##### Extracted text #####

Village in Gloucestershire, England

Walton Cardiff is a small village and former civil parish, now in the parish of Ashchurch Rural, in the Borough of Tewkesbury, in Gloucestershire, England. In 2001, the parish had a population of 1291.

== History ==
The village is named Walton in the Domesday Book of 1086. The name is of Old English origin, and means "wall settlement", probably referring to the enclosure around the site of the manor house at the southern end of the village. In 1166 the manor was owned by William of Cardiff, and the manor remained in the Cardiff family until the late 14th century.

In the middle ages the manor formed part of the parish of Tewkesbury, but in the 17th century Walton Cardiff became a separate parish. The parish extended to the River Swilgate in the west, and to the main road running east from Tewkesbury (now the A46) in the north. The parish became a civil parish in 1866. In 1935, the area north of Tirle Brook was transferred to Tewkesbury parish, and was later developed as part of the district of Newtown.

#####

■ Problem:
Continue the text about Walton Cardiff from the point where it stops.

##### Stored data #####

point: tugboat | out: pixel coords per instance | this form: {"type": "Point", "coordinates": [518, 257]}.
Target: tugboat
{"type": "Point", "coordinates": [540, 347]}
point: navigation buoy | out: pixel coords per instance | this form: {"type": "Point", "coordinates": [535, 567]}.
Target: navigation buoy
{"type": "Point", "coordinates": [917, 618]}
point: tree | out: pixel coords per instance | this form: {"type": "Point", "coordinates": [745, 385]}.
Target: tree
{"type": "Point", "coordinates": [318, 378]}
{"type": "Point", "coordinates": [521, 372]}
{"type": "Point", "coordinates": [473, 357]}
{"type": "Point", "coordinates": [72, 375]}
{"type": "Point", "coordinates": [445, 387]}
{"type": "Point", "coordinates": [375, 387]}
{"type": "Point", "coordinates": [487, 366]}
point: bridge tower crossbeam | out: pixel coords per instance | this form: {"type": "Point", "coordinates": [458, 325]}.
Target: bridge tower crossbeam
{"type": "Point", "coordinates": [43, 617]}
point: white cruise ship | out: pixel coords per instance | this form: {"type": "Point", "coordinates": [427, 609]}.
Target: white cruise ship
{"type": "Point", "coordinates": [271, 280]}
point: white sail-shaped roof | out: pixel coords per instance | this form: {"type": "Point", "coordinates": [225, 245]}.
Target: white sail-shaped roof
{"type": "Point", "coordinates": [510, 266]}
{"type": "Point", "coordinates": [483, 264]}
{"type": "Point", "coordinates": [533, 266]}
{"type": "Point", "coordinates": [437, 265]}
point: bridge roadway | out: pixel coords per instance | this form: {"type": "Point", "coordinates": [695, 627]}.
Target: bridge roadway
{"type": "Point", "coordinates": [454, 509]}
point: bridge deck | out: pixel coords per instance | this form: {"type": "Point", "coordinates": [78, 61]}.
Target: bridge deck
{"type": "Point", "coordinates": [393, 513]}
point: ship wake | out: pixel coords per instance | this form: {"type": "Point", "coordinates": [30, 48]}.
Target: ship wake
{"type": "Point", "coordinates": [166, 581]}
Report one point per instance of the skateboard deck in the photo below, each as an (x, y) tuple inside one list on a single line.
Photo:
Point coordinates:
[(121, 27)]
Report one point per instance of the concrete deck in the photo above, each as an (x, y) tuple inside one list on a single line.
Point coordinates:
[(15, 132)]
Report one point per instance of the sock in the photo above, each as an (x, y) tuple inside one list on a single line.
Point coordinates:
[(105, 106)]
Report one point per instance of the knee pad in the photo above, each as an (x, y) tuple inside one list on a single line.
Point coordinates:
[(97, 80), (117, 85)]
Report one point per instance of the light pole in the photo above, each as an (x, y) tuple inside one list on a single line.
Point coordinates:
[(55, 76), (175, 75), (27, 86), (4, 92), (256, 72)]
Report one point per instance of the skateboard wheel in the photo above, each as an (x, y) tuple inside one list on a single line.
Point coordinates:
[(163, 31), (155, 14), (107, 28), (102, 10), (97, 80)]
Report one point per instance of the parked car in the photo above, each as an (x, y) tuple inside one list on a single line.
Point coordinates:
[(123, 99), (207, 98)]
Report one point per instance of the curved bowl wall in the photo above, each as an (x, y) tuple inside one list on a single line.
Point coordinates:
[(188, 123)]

#####

■ Answer:
In the 1990s, a large area in the western part of the parish was developed as the Wheatpieces estate. On 1 April 2008 that part of the parish was separated to form the new civil parish of Wheatpieces. The remainder of the civil parish of Walton Cardiff was abolished and became part of the parish of Ashchurch Rural. Despite now being in separate parishes both the old village and the estate retain their postal addresses as "Walton Cardiff, Tewkesbury".